Quellenauszug:
· · · ·

Wahlpflichtfach
Informationsressourcenmanagementt
Seminar:
informationswissenschaftliche
Paradigmen
Prof.
Dr. Rafael Capurro
David
Ellis: Paradigmen und deren Vorstufen in der Retrievalforschung
Versuch
einer Zusammenfassung und Erläuterung
für
die Lehrveranstaltung
von Gerhard
Beck
IM 95-99
1. Der Paradigmenbegriff und seine
Anwendbarkeit
auf die Informationswissenschaft
1.1.
Der Paradigmenbegriff
1.2.
Die Anwendbarkeit des Paradigmenbegriffs auf die
Informationswissenschaft
2. Paradigmen in der IR-Forschung
2.1.
Das physikalische Paradigma
2.2.
Das kognitive Paradigma
3. Schlußfolgerung: Paradigmen
und
Vorparadigmen
in der IR-Forschung
Exkurs
1: Das Expertensystem THOMAS
Exkurs
2: Belkins Theorie der Anomalen Wissenszustände (ASK)
Literatur
Einleitung
Gegenstand
dieses Referats ist der Vortrag "Paradigms and proto-paradigms in
information
retrieval research" von David Ellis auf der internationalen Konferenz
anläßlich
des 20jährigen Bestehens der informationswissenschaftlichen
Fakultät
der Universität Tampere, Finnland, vom 26. bis 28. August 1991. [1]
Um
ein Bild über die Rolle zu erstellen, die Paradigmen in der
Erforschung
des Information Retrieval (im folgenden "Retrievalforschung" oder kurz
"IR-Forschung" genannt) spielen, untersucht Ellis folgende drei
Punkte:
- die Bedeutung
des Paradigmenbegriffs,
- die Anwendbarkeit
dieses Begriffs auf die Informationswissenschaft und
- die Rolle,
die Paradigmen in der Retrievalforschung spielen.

· · · ·

Aufgeführte Datensätze:
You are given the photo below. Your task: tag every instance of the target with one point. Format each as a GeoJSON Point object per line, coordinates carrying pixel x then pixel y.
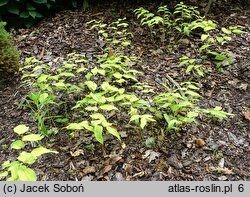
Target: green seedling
{"type": "Point", "coordinates": [18, 169]}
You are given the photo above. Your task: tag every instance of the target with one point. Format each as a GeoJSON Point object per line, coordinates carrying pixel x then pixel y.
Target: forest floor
{"type": "Point", "coordinates": [210, 150]}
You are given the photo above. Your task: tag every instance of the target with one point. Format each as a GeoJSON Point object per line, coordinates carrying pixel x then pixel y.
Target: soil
{"type": "Point", "coordinates": [210, 150]}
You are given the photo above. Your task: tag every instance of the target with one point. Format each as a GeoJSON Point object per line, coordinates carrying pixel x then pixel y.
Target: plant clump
{"type": "Point", "coordinates": [9, 54]}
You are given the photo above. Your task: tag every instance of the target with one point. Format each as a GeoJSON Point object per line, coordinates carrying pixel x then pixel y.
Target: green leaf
{"type": "Point", "coordinates": [113, 132]}
{"type": "Point", "coordinates": [204, 37]}
{"type": "Point", "coordinates": [143, 122]}
{"type": "Point", "coordinates": [26, 174]}
{"type": "Point", "coordinates": [81, 69]}
{"type": "Point", "coordinates": [3, 2]}
{"type": "Point", "coordinates": [66, 74]}
{"type": "Point", "coordinates": [40, 151]}
{"type": "Point", "coordinates": [41, 1]}
{"type": "Point", "coordinates": [238, 31]}
{"type": "Point", "coordinates": [26, 157]}
{"type": "Point", "coordinates": [43, 97]}
{"type": "Point", "coordinates": [18, 144]}
{"type": "Point", "coordinates": [98, 133]}
{"type": "Point", "coordinates": [98, 116]}
{"type": "Point", "coordinates": [91, 85]}
{"type": "Point", "coordinates": [35, 14]}
{"type": "Point", "coordinates": [6, 164]}
{"type": "Point", "coordinates": [14, 10]}
{"type": "Point", "coordinates": [21, 129]}
{"type": "Point", "coordinates": [189, 69]}
{"type": "Point", "coordinates": [219, 39]}
{"type": "Point", "coordinates": [32, 137]}
{"type": "Point", "coordinates": [74, 126]}
{"type": "Point", "coordinates": [226, 31]}
{"type": "Point", "coordinates": [108, 107]}
{"type": "Point", "coordinates": [24, 14]}
{"type": "Point", "coordinates": [4, 174]}
{"type": "Point", "coordinates": [91, 108]}
{"type": "Point", "coordinates": [134, 117]}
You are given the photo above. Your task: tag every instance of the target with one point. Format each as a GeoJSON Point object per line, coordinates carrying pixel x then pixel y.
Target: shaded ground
{"type": "Point", "coordinates": [181, 156]}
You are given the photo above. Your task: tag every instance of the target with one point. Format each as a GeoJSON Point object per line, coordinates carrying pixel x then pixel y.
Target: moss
{"type": "Point", "coordinates": [9, 54]}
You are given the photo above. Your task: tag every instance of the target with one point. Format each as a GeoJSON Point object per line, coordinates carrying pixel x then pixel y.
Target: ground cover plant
{"type": "Point", "coordinates": [115, 107]}
{"type": "Point", "coordinates": [9, 55]}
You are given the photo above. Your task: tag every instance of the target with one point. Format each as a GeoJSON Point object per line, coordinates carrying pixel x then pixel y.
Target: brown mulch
{"type": "Point", "coordinates": [211, 150]}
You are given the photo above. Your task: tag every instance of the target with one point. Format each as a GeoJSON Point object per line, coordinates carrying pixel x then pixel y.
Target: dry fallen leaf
{"type": "Point", "coordinates": [222, 170]}
{"type": "Point", "coordinates": [76, 153]}
{"type": "Point", "coordinates": [200, 142]}
{"type": "Point", "coordinates": [151, 155]}
{"type": "Point", "coordinates": [88, 170]}
{"type": "Point", "coordinates": [246, 114]}
{"type": "Point", "coordinates": [106, 169]}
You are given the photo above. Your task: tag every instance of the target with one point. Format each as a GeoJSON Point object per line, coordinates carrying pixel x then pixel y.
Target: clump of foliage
{"type": "Point", "coordinates": [184, 20]}
{"type": "Point", "coordinates": [187, 21]}
{"type": "Point", "coordinates": [19, 13]}
{"type": "Point", "coordinates": [98, 94]}
{"type": "Point", "coordinates": [9, 55]}
{"type": "Point", "coordinates": [19, 170]}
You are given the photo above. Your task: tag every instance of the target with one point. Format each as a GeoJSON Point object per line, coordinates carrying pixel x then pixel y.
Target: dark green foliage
{"type": "Point", "coordinates": [9, 55]}
{"type": "Point", "coordinates": [19, 13]}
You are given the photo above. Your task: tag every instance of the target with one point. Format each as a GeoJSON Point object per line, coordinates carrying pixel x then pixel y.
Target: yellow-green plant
{"type": "Point", "coordinates": [9, 55]}
{"type": "Point", "coordinates": [19, 170]}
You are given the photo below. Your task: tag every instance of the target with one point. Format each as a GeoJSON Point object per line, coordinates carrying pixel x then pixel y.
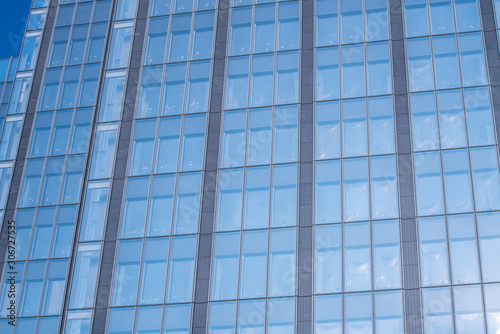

· · · ·

Aufgabenteile:
1. Fasse den Quellenauszug in zwei Sätzen zusammen.
2. Entnimm dem Quellenauszug wörtlich alles von „Das kognitive Paradigma“ bis hinunter zu „Anomalen Wissenszustände (ASK)“.

Lösungsübersicht:
1. Gerhard Beck fasst in einem Referat für das Seminar „informationswissenschaftliche Paradigmen“ bei Prof. Dr. Rafael Capurro den Vortrag „Paradigms and proto-paradigms in information retrieval research“ von David Ellis zusammen und erläutert ihn. Ellis hielt diesen Vortrag vom 26. bis 28. August 1991 auf einer Konferenz zum 20jährigen Bestehen der informationswissenschaftlichen Fakultät der Universität Tampere und untersucht darin die Bedeutung des Paradigmenbegriffs, dessen Anwendbarkeit auf die Informationswissenschaft sowie die Rolle von Paradigmen in der Retrievalforschung.

2.
Das kognitive Paradigma
3. Schlußfolgerung: Paradigmen
und
Vorparadigmen
in der IR-Forschung
Exkurs
1: Das Expertensystem THOMAS
Exkurs
2: Belkins Theorie der Anomalen Wissenszustände (ASK)